• _Text under study_
*****
# Extremely smelly gas



## drclee (Jul 16, 2008)

Jack's gas smells like rotten eggs - yuck! And the smell lingers forever! But Jill does not and they eat everything exactly the same. Is this typical? Is there anything I can give him to reduce the smell?


----------



## makettle29 (Nov 12, 2005)

I'm not certain at all what your smelly gas means but I recently found that both my dogs needed their anal glands expressed (I've been grooming them myself for 3 months) and that one of them did have extra smelly gas in advance of this. Next time you go to the groomers, ask to be sure they are doing it. One certain sign of needing this is that the dogs 'scoot' on their butts. Is your pup doing this as well?


Otherwise I'd have to say it's all about the food. Have you introduced any new foods or treats lately?


good luck, mary anna herk and theena


----------



## TheButtercup (Mar 3, 2005)

The Buttercup used to have frequent gas-attacks that could not only clear out a room, but command an appearance by a Haz-Mat crew. So bad, in fact, that I would end up opening my bedroom window at night. In December. While the snow was coming down so thick I couldn't see a foot past the windowsill. But that window stayed open until I could breathe cleanly again. 
(The Buttercup would like to defend herself here: Okay, and ONCE... she blamed me but it was ACTUALLY a skunk who was p*ssed off and sprayed the trashcan in the back yard... yeah, serves her right that her car smelled like skunk and NOT Buttercupgas for DAYS! ha!)
*****
• _Data excerpts_

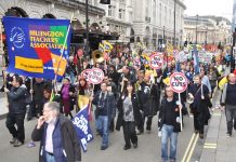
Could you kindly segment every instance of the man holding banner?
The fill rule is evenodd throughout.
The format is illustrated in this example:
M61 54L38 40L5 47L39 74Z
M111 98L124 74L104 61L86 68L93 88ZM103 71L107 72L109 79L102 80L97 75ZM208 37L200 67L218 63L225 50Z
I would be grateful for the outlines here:
M182 105L176 105L178 98L170 86L166 87L166 96L161 100L158 118L159 136L161 136L161 158L163 162L176 161L178 134L181 132L180 110ZM168 140L170 139L170 154L168 154Z

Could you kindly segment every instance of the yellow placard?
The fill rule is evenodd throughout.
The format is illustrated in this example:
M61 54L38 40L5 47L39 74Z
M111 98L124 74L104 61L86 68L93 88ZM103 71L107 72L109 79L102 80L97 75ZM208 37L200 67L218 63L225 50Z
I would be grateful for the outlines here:
M15 56L15 68L28 72L43 73L43 64L41 59Z
M58 68L58 71L56 75L63 76L66 70L66 65L67 65L66 59L63 57L60 63L61 56L52 54L52 53L51 53L51 57L52 57L54 72L56 73L57 68Z

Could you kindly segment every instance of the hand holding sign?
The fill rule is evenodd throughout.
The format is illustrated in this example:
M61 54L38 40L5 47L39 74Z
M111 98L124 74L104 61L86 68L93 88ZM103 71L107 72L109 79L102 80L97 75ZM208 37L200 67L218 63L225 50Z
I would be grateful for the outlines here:
M163 59L160 54L155 54L150 57L149 66L153 69L160 69L163 65Z
M175 93L182 93L187 89L187 78L182 72L174 72L170 77L170 87Z
M181 93L187 89L187 78L182 72L174 72L170 77L170 87L173 92L179 93L179 108L180 108L180 123L181 123L181 131L183 127L182 124L182 105L181 105Z
M100 84L102 83L103 79L104 79L104 72L99 68L93 68L91 72L89 72L89 81L92 84Z

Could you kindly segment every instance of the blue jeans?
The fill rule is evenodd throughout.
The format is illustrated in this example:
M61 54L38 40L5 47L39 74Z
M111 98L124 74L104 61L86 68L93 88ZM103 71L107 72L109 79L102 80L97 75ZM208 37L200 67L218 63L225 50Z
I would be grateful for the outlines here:
M54 156L51 156L48 152L45 152L45 161L47 162L55 162L55 158L54 158Z
M170 156L168 157L168 140L170 139ZM173 132L172 125L163 124L161 127L161 158L163 162L176 160L178 133Z
M102 146L108 147L109 123L107 116L99 116L96 119L96 131L103 138Z

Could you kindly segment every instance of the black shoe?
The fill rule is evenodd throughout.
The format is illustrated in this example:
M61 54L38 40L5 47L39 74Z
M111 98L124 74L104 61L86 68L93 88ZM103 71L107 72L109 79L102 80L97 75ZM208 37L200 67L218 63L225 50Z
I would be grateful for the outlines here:
M150 134L150 130L147 130L146 133L147 133L147 134Z
M18 139L15 140L15 143L13 144L14 147L19 147L24 145L24 143L19 141Z
M123 150L129 150L131 148L131 146L124 146Z
M101 150L105 150L107 148L108 148L108 146L101 146Z
M228 132L227 132L226 137L227 137L227 138L228 138L228 137L232 137L232 133L228 133Z
M137 143L133 144L133 148L137 148Z
M12 138L12 140L11 141L9 141L10 144L14 144L15 143L15 140L16 140L16 138Z
M194 133L195 133L195 134L198 134L198 133L199 133L199 131L198 131L198 130L195 130L195 131L194 131Z
M136 135L141 135L141 134L143 134L143 131L139 131L139 132L136 133Z

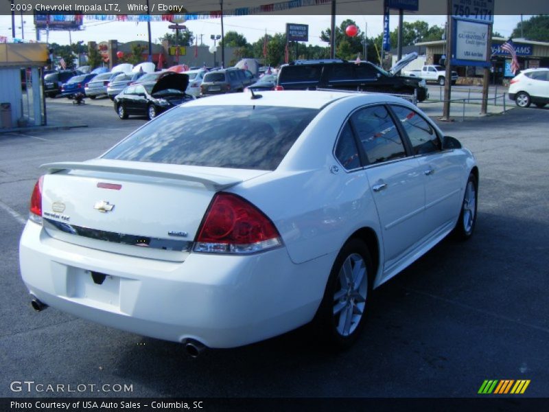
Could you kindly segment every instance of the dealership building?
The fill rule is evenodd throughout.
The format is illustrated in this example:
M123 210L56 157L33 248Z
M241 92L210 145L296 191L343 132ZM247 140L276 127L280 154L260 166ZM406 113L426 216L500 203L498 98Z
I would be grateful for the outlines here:
M506 84L513 77L511 71L511 55L501 46L506 41L502 37L492 38L491 82ZM513 38L513 44L521 70L536 67L549 67L549 43L533 41L524 38ZM416 43L416 46L425 50L425 64L438 65L444 61L446 53L446 41L439 40ZM474 84L478 82L482 76L482 67L458 66L455 67L460 76L460 82ZM469 81L467 81L469 80Z

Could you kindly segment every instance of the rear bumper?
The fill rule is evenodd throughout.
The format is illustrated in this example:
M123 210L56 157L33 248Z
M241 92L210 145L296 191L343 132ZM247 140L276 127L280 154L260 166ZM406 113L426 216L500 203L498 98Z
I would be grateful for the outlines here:
M117 329L212 347L256 342L309 321L335 258L296 265L279 248L163 262L67 243L32 222L19 255L29 291L50 306ZM91 271L107 277L96 284Z

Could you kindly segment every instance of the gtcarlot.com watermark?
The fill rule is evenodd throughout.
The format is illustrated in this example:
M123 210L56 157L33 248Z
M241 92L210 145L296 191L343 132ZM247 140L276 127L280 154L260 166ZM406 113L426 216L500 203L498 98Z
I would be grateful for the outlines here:
M26 393L119 393L133 392L133 385L120 383L42 383L34 380L14 380L10 384L12 392Z

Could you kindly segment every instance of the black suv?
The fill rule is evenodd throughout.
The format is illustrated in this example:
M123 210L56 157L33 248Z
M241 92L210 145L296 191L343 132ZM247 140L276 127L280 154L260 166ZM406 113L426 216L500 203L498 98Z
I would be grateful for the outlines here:
M299 60L283 65L277 83L278 90L334 89L413 95L417 101L429 97L425 81L386 71L369 62Z
M244 91L255 82L253 75L248 70L237 68L221 69L209 71L204 75L200 85L202 95Z
M55 98L61 93L61 84L79 74L83 73L79 70L62 70L49 73L44 76L44 93L49 98Z

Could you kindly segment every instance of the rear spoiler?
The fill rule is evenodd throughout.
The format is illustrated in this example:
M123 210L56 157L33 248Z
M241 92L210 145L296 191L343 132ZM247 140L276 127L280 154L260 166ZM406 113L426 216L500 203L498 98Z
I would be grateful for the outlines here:
M164 170L155 170L154 169L151 170L149 168L141 168L139 167L130 167L129 165L115 166L95 163L58 162L43 164L40 167L43 169L47 169L49 174L57 173L62 170L93 170L94 172L106 172L123 174L146 176L148 177L172 179L202 183L207 188L212 189L215 191L233 186L243 181L240 179L220 176L218 174L196 173L193 172L167 172Z

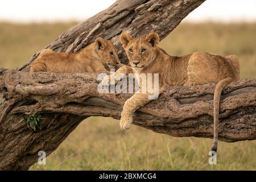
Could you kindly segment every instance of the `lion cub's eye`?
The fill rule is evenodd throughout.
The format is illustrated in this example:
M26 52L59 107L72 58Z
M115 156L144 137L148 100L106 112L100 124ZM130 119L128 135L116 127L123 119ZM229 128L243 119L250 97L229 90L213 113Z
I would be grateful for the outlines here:
M141 49L141 52L145 52L146 51L146 49Z

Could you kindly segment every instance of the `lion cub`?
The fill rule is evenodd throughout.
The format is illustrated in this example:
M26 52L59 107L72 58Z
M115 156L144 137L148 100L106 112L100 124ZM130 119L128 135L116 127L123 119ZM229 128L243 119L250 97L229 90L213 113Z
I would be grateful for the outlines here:
M220 96L227 84L240 78L237 57L231 55L224 57L204 52L195 52L181 57L171 56L158 47L159 36L154 32L135 39L127 33L122 33L120 40L131 67L122 67L115 73L114 78L116 82L119 79L117 76L119 73L159 73L159 90L172 85L192 86L217 82L214 94L214 142L212 147L212 151L216 151ZM106 76L103 78L104 84L108 84L110 77ZM135 93L125 102L120 119L122 130L130 129L133 114L150 101L148 94L141 92Z
M43 49L34 61L30 72L106 73L119 63L113 39L98 38L95 42L76 53L57 53Z

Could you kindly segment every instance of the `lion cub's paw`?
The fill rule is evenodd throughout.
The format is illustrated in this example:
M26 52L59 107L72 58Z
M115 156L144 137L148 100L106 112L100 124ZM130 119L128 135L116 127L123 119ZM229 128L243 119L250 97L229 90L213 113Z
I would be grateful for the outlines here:
M122 131L126 131L130 129L133 124L133 117L121 117L120 119L120 127Z
M123 77L119 76L119 75L117 75L117 76L114 75L106 75L103 77L101 82L103 85L108 86L110 85L115 85L122 79Z

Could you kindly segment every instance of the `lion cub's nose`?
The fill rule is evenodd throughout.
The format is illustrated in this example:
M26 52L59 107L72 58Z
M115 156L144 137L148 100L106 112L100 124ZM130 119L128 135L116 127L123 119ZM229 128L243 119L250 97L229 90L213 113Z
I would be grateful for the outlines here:
M139 63L139 61L138 61L138 60L135 60L135 61L133 61L133 63L134 64L136 65L137 65Z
*****
• _Exercise details_
In the smelly-gas thread, what does makettle29 call one certain sign that a dog needs its anal glands expressed? Base your answer on the smelly-gas thread alone.

• _Response area_
The dog scoots on its butt.